#### [GOAL]
Please return every line in the text below that contains the word "outline".

#### [SOURCE DATA]
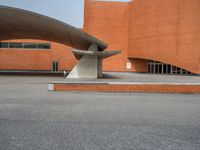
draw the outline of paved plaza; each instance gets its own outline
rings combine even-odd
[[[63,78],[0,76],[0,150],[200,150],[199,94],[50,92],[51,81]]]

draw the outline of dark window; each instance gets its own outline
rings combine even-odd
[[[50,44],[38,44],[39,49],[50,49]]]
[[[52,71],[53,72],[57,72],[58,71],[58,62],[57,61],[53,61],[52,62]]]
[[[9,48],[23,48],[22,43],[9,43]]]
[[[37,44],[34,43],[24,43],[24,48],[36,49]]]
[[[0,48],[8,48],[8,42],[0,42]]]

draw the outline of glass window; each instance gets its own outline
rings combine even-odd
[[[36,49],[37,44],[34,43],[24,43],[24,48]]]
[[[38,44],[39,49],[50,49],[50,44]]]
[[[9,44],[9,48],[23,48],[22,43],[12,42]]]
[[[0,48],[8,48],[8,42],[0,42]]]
--
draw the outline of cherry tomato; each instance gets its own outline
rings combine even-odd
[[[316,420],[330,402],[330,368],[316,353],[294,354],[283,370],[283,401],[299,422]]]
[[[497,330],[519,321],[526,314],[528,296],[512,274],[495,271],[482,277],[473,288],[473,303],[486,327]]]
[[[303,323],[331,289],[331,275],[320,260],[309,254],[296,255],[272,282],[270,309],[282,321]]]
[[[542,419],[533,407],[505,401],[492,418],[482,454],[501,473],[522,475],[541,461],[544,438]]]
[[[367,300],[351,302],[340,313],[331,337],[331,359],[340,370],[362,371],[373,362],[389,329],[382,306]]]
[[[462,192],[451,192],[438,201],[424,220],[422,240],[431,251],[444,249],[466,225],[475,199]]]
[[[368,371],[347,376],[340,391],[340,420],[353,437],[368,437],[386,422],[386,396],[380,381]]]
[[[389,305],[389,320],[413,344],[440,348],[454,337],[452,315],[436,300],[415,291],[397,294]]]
---
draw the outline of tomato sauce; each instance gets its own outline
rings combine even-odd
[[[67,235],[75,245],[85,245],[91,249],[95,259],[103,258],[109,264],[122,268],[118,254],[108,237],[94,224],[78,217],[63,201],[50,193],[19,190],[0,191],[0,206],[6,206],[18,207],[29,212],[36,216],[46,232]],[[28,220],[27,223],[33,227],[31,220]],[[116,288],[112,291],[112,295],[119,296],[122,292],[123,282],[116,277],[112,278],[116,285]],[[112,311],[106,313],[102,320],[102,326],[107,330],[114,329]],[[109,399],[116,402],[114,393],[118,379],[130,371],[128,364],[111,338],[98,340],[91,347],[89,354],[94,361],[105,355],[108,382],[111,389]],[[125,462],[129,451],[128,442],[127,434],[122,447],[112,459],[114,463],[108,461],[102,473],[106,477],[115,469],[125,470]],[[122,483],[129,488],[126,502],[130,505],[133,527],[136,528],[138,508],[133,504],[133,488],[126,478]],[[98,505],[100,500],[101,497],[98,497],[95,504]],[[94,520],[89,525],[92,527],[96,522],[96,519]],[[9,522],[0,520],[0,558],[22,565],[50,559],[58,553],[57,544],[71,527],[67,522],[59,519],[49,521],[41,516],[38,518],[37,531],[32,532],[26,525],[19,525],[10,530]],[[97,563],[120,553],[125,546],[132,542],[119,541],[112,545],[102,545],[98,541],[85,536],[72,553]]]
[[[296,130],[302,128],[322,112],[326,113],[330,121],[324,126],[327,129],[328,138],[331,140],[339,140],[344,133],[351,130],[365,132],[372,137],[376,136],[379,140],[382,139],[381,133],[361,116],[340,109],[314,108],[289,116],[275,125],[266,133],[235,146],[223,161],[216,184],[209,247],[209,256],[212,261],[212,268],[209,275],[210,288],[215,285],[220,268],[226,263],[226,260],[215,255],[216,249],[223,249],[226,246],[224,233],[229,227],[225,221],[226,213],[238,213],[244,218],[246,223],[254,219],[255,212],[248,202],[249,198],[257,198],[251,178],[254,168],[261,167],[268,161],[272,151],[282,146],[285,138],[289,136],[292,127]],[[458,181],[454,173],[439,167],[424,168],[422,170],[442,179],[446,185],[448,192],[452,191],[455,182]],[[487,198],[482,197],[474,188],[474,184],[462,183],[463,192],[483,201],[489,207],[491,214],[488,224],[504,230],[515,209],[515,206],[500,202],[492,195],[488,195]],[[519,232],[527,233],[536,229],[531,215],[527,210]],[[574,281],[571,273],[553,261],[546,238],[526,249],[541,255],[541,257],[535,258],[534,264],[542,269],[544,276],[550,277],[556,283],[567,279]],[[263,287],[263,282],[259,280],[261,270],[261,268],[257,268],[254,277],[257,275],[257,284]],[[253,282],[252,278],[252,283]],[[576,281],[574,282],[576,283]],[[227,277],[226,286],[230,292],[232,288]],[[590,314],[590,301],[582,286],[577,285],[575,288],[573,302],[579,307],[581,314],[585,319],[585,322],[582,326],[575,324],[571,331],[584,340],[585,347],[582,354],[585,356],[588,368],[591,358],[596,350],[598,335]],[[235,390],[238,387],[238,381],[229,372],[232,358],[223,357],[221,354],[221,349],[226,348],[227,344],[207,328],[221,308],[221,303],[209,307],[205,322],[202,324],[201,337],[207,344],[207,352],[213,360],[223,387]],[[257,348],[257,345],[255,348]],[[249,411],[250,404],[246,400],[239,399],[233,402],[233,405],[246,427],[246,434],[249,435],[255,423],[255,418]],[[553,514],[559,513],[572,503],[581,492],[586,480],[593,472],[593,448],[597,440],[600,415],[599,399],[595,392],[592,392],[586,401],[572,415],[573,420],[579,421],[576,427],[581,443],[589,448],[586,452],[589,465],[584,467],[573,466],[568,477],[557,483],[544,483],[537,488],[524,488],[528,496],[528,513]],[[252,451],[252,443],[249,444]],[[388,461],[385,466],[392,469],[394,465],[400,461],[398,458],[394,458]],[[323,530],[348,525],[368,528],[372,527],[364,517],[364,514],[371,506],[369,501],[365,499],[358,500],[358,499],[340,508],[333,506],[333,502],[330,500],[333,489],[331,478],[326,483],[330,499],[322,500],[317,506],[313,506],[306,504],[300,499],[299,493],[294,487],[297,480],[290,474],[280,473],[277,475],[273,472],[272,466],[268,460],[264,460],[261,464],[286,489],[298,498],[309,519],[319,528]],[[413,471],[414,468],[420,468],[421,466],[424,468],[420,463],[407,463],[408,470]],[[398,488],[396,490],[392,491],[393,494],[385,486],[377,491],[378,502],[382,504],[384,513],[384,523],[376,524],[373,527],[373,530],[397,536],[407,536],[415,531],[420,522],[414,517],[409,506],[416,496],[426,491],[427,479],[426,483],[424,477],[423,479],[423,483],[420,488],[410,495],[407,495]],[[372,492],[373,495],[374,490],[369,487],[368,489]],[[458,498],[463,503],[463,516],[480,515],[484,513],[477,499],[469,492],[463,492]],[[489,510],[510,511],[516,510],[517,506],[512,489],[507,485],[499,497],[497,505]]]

#### [EXPECTED ANSWER]
draw the outline of paved plaza; each instance gets its own outline
draw the outline of dark window; each instance gets its own outline
draw the outline of glass window; each instance gets its own outline
draw the outline of cherry tomato; each instance gets its own outline
draw the outline of tomato sauce; each instance gets its own outline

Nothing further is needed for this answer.